◆ Work instructions: Count lines with "white" below; give only the number.

◆ The data:
--------------------------------------------------
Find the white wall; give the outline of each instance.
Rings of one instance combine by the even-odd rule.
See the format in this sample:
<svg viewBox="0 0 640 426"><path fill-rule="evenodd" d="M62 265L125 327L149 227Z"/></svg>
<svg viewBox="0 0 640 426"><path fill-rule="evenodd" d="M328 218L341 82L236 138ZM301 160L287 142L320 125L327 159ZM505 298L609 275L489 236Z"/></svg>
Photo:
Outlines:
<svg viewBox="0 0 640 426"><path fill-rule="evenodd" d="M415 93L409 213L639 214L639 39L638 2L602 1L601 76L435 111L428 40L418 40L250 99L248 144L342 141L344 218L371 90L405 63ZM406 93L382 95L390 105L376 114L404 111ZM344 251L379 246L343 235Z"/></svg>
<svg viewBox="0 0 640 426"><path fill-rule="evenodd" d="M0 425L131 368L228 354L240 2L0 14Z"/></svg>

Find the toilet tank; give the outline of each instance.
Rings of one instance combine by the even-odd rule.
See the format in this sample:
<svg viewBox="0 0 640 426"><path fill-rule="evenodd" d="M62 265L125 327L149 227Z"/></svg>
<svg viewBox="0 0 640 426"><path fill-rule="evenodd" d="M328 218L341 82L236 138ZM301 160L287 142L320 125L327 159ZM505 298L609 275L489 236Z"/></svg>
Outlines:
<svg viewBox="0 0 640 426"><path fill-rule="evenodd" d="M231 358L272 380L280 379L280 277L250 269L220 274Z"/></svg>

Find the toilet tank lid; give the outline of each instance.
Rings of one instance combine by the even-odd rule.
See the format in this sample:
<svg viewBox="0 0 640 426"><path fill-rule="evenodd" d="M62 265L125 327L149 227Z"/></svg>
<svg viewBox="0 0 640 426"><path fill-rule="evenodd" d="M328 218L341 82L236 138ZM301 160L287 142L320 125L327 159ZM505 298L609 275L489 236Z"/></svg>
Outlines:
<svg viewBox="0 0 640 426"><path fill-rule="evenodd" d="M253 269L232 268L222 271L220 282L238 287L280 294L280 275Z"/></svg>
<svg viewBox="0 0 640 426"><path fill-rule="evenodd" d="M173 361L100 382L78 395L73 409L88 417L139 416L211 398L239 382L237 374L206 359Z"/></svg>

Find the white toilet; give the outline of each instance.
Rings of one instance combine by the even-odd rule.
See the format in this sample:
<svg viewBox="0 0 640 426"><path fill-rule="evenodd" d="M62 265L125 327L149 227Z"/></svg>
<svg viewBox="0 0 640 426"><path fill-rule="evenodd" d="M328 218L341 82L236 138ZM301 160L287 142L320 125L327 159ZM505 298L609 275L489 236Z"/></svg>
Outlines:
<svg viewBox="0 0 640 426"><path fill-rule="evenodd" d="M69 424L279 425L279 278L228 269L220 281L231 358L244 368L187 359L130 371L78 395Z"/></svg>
--------------------------------------------------
◆ Output of the exercise: 2